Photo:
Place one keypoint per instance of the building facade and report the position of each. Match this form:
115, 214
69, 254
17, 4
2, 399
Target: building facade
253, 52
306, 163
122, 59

Work request: Copy the data above in full, exactly as it reads.

Answer for the task:
Photo:
Place one keypoint per instance of the building facade and report the position of each. Match this form:
115, 214
69, 254
17, 4
2, 399
Target: building facade
253, 52
306, 163
122, 59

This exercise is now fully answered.